◆ TASKS AND EXERCISES ◆
[A] Render the sentence "Many Croatian coastal towns show Venetian architectural influence." from the travel thread on Croatia and Bosnia into Spanish.
[B] Reproduce everything in the travel thread on Croatia and Bosnia from "Don't forget Sarajevo" down to "to be cheated!".

◆ DOCUMENT SEGMENT ◆
_____

# Europe Forum > Travelling & Living in Europe >  My next trip

## julia90

soon i'm going in the balkans, i will visit Croatia and Bosnia (Medjugorje and some sea villages in Croatia).
What there is there interesting to visit? (Croatia and Bosnia)

----------


## julia90

Are Croats racist aginst italians?

----------


## Vallicanus

> soon i'm going in the balkans, i will visit Croatia and Bosnia (Medjugorje and some sea villages in Croatia).
> What there is there interesting to visit? (Croatia and Bosnia)


The whole Croatian coast is stunning...Rovinj, Pula with its Roman amphiteatre, Split with Diocletian's Palace as the basis of the old city, Dubrovnik, a perfect walled city, picturesque islands like Brac and Korcula (which claims Marco Polo's birthplace) and the Bosnian inland city of Mostar with its repaired hump-backed bridge and old Turkish quarter. 

Many Croatian coastal towns show Venetian architectural influence.

Don't forget Sarajevo in Bosnia where the murder of the Austrian Archduke Franz Ferdinand helped spark off WW1.

----------


## Riccardo

> Are Croats racist aginst italians?


Juls, I know many friends of mine that every year go there and don't have problems...As in every other place, until you don't provoke you won't have troubles! You have just to pay attention, as everywhere, to your loggages and not to be cheated!
I guess you're not going there alone! :P

----------

_____

◆ MATERIAL PROVIDED ◆
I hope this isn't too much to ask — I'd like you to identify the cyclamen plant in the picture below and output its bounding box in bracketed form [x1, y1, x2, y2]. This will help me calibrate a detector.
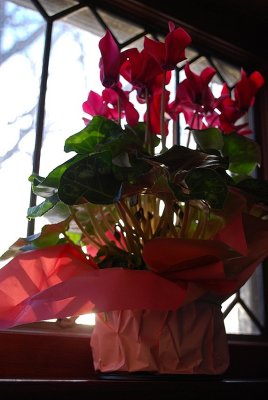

_____

◆ EXPECTED RESPONSES ◆
[A] Muchas ciudades costeras croatas muestran influencia arquitectónica veneciana.

[B]
Don't forget Sarajevo in Bosnia where the murder of the Austrian Archduke Franz Ferdinand helped spark off WW1.

----------


## Riccardo

> Are Croats racist aginst italians?


Juls, I know many friends of mine that every year go there and don't have problems...As in every other place, until you don't provoke you won't have troubles! You have just to pay attention, as everywhere, to your loggages and not to be cheated!